## Problem set
A: Rewrite the passage of the Briarhill sale article that begins with the words containing "Nashville-based Lion Real" and ends with "medical employment corridor.", putting "Briar Hill" in place of "Briarhill".
B: Answer these questions using the Briarhill sale article:
(i) Which firm sold the property to Lion?
(ii) In what year was Briarhill built?
(iii) On which road does Children's Healthcare of Atlanta list Arthur M. Blank Hospital?

## Text shown

Nashville-based Lion Real Estate Group has bought Briarhill Apartments in Atlanta’s North Druid Hills neighborhood for about $51 million, adding a 292-unit complex to the firm’s Sun Belt portfolio. The property spans nearly 10 acres along Sheridan Road, a short drive from major medical employers in the area, and Lion says it will reposition the community with interior and exterior upgrades aimed at workers at nearby hospitals and research campuses.

According to Bisnow, Lion paid $51 million to Florida-based Beacon Real Estate Group, a transfer that shows up in the Georgia Superior Court clerks' database. In a company release, Lion Real Estate Group described Briarhill as a 292-unit, roughly 254,624-square-foot community built in 1988 that was about 94% occupied at the time of sale and said the asset sits in a dense medical employment corridor.

Why Pill Hill Matters

Briarhill is tucked near Children’s Healthcare’s Arthur M. Blank Hospital and within the broader Emory/Clifton employment node, giving the property steady demand from nurses, technicians and other staff. Children’s Healthcare of Atlanta lists Arthur M. Blank Hospital on North Druid Hills Road, and Emory University has outlined a long-term, roughly $1 billion vision for Executive Park that further concentrates medical jobs nearby. That geography is exactly the pull Lion said it was buying into.

## Exercise data
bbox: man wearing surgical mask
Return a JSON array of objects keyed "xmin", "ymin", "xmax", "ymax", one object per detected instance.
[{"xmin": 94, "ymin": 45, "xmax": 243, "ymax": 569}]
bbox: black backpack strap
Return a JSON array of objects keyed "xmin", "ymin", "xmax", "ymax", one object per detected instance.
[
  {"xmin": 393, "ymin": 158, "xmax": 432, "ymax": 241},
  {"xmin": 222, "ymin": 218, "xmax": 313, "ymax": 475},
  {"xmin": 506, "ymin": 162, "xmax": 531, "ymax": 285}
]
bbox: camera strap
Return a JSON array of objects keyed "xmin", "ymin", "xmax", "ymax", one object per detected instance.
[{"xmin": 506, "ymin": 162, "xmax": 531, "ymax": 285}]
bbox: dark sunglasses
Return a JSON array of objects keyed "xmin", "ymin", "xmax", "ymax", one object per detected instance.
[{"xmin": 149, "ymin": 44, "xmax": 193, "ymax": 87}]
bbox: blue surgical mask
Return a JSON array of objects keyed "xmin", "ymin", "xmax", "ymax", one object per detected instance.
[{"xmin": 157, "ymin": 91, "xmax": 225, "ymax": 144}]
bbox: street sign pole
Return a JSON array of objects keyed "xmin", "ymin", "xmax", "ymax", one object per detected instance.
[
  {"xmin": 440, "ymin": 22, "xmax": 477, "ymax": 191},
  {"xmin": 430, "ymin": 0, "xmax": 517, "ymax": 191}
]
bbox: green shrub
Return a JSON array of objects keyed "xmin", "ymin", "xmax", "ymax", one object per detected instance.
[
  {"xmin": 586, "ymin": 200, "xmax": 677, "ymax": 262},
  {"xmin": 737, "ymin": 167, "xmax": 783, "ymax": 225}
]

## Responses to the exercise
A:
Nashville-based Lion Real Estate Group has bought Briar Hill Apartments in Atlanta’s North Druid Hills neighborhood for about $51 million, adding a 292-unit complex to the firm’s Sun Belt portfolio. The property spans nearly 10 acres along Sheridan Road, a short drive from major medical employers in the area, and Lion says it will reposition the community with interior and exterior upgrades aimed at workers at nearby hospitals and research campuses.

According to Bisnow, Lion paid $51 million to Florida-based Beacon Real Estate Group, a transfer that shows up in the Georgia Superior Court clerks' database. In a company release, Lion Real Estate Group described Briar Hill as a 292-unit, roughly 254,624-square-foot community built in 1988 that was about 94% occupied at the time of sale and said the asset sits in a dense medical employment corridor.

B:
(i) Florida-based Beacon Real Estate Group
(ii) 1988
(iii) North Druid Hills Road